• _Source passage_
* * * * * * * * *

J Am Pharm Assoc (2003). 2025 Jun 19:102458. doi: 10.1016/j.japh.2025.102458. Online ahead of print.
ABSTRACT
BACKGROUND: Suicide is a leading cause of death in the United States, and a common means is intentional overdose. Community pharmacists have endorsed using pharmacy technologies and services for lethal means management. However, little is known about the barriers and facilitators to implementation.
OBJECTIVES: To identify implementation facilitators and barriers to novel lethal means management (LMM) innovations.
METHODS: The Consolidated Framework for Implementation Research (CFIR) was used to develop semi-structured interviews with rural community pharmacists in six states to explore innovative LMM strategies, including Medication Therapy Management for Suicidal Behavior Disorder (MTM-SBD), compliance packaging, monitoring of patients taking medications labeled for suicide risk, training pharmacy staff as suicide prevention gatekeepers, pharmacy staff referrals of patients to #988 or local services, limiting non-prescription medication package sizes and/or placing large quantity non-steroidal anti-inflammatories behind the counter, naloxone distribution either with every opioid or to only high-risk patients, and distributing gun locks.
RESULTS: Pharmacists described in detail the site and community context relative to potential implementation of previously identified LMM strategies. Pharmacists from 19 stores in six states identified compliance packaging and MTM-SBD as most promising due to established and adaptable workflows and informatics systems, trained staff, reimbursement models, availability and low cost of supplies, trained pharmacy staff and potential patient demand. Barriers included lack of an MTM protocol, payment codes and insurance coverage for the indication of SBD or more generally, suicidal risk.
CONCLUSION: The majority of rural community pharmacists endorsed more facilitators than barriers to MTM and compliance packaging for management of suicide risk. Barriers are limited to expansion of current payment models to include the indication.

* * * * * * * * *

• _Extracted entries_
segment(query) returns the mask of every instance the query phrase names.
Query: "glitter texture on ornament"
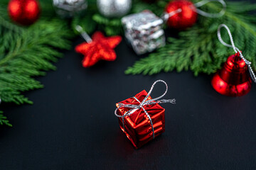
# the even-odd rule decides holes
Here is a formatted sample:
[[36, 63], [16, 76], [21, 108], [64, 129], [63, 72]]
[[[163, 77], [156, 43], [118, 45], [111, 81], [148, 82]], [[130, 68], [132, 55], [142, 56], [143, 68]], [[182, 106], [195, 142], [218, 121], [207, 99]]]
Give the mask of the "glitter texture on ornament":
[[164, 21], [150, 11], [122, 18], [125, 37], [137, 55], [151, 52], [166, 44]]

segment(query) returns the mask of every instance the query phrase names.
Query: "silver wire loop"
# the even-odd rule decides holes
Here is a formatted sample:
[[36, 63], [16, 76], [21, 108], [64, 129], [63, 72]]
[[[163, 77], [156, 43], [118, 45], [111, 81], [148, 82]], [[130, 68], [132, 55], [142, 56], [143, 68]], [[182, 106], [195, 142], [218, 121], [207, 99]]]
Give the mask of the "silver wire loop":
[[87, 43], [92, 42], [92, 38], [90, 38], [89, 35], [82, 29], [82, 28], [80, 26], [76, 26], [75, 30], [81, 34], [82, 37], [85, 39], [86, 42]]
[[[151, 100], [149, 100], [147, 101], [146, 99], [149, 98], [149, 96], [150, 96], [150, 94], [151, 94], [153, 89], [154, 87], [154, 86], [156, 85], [156, 84], [157, 84], [158, 82], [162, 82], [166, 85], [166, 91], [164, 91], [164, 94], [162, 94], [161, 96], [160, 96], [159, 97], [155, 98], [152, 98]], [[176, 100], [174, 99], [162, 99], [162, 100], [159, 100], [160, 98], [161, 98], [162, 97], [164, 97], [166, 94], [167, 93], [168, 91], [168, 86], [167, 84], [163, 81], [163, 80], [157, 80], [156, 81], [152, 86], [151, 87], [148, 94], [146, 96], [146, 97], [144, 98], [144, 99], [143, 99], [143, 101], [142, 102], [140, 102], [136, 97], [133, 97], [136, 101], [137, 101], [140, 104], [139, 105], [131, 105], [131, 104], [123, 104], [123, 103], [118, 103], [118, 107], [116, 108], [116, 110], [114, 110], [114, 115], [118, 117], [118, 118], [122, 118], [122, 124], [123, 124], [123, 128], [124, 128], [124, 131], [125, 132], [125, 128], [124, 128], [124, 118], [129, 116], [130, 115], [133, 114], [134, 113], [135, 113], [135, 111], [139, 108], [142, 108], [143, 110], [144, 111], [146, 115], [147, 116], [147, 118], [149, 118], [149, 121], [150, 121], [150, 124], [151, 125], [152, 128], [152, 132], [153, 132], [153, 139], [154, 139], [154, 129], [153, 127], [153, 122], [152, 120], [149, 115], [149, 114], [147, 113], [147, 111], [146, 110], [146, 109], [143, 107], [144, 106], [147, 106], [147, 105], [152, 105], [152, 104], [156, 104], [156, 103], [171, 103], [172, 104], [175, 104], [176, 103]], [[129, 110], [128, 110], [127, 113], [125, 113], [124, 115], [119, 115], [117, 114], [117, 110], [119, 108], [131, 108]]]
[[[223, 41], [223, 40], [222, 39], [222, 38], [221, 38], [221, 33], [220, 33], [220, 29], [221, 29], [222, 28], [225, 28], [227, 30], [228, 34], [228, 35], [229, 35], [229, 37], [230, 37], [230, 42], [231, 42], [230, 45], [225, 42]], [[220, 24], [220, 25], [219, 26], [219, 27], [218, 28], [217, 35], [218, 35], [218, 40], [220, 40], [220, 42], [223, 45], [225, 45], [225, 46], [226, 46], [226, 47], [232, 47], [232, 48], [234, 50], [234, 51], [235, 52], [235, 53], [239, 52], [240, 58], [241, 58], [242, 60], [245, 61], [245, 64], [246, 64], [247, 65], [247, 67], [248, 67], [248, 70], [249, 70], [249, 72], [250, 72], [250, 76], [252, 77], [252, 81], [253, 81], [255, 83], [256, 83], [255, 74], [254, 73], [254, 72], [253, 72], [253, 70], [252, 70], [252, 67], [251, 67], [251, 65], [250, 65], [252, 63], [251, 63], [250, 61], [247, 60], [245, 58], [245, 57], [242, 55], [242, 52], [241, 52], [237, 47], [235, 47], [235, 43], [234, 43], [234, 40], [233, 40], [233, 36], [232, 36], [232, 34], [231, 34], [231, 32], [230, 32], [230, 29], [228, 28], [228, 27], [226, 25], [225, 25], [225, 24]]]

* * * * * * * * *

• _What you need to do_
1/ Reproduce the part of the abstract that opens with the words containing "OBJECTIVES: To identify" and closes with "distributing gun locks.".
2/ Condense the paragraph of the abstract beginning "Pharmacists described in detail" into a shorter version that keeps its main facts.
3/ Using the abstract, answer each question on its own line.
(a) According to the background, what is a common means of suicide?
(b) Which framework was used to develop the semi-structured interviews?
(c) How many stores did the participating pharmacists come from?
Nothing in the listing is needed for this work.

• _Completed exercise_
1/
OBJECTIVES: To identify implementation facilitators and barriers to novel lethal means management (LMM) innovations.
METHODS: The Consolidated Framework for Implementation Research (CFIR) was used to develop semi-structured interviews with rural community pharmacists in six states to explore innovative LMM strategies, including Medication Therapy Management for Suicidal Behavior Disorder (MTM-SBD), compliance packaging, monitoring of patients taking medications labeled for suicide risk, training pharmacy staff as suicide prevention gatekeepers, pharmacy staff referrals of patients to #988 or local services, limiting non-prescription medication package sizes and/or placing large quantity non-steroidal anti-inflammatories behind the counter, naloxone distribution either with every opioid or to only high-risk patients, and distributing gun locks.

2/ Pharmacists from 19 stores in six states described the site and community context for implementing previously identified LMM strategies. They judged compliance packaging and MTM-SBD the most promising because of established, adaptable workflows and informatics systems, trained staff, reimbursement models, available low-cost supplies, and potential patient demand. The barriers were the lack of an MTM protocol, payment codes, and insurance coverage for SBD or, more generally, suicidal risk.

3/
(a) Intentional overdose.
(b) The Consolidated Framework for Implementation Research (CFIR).
(c) 19 stores.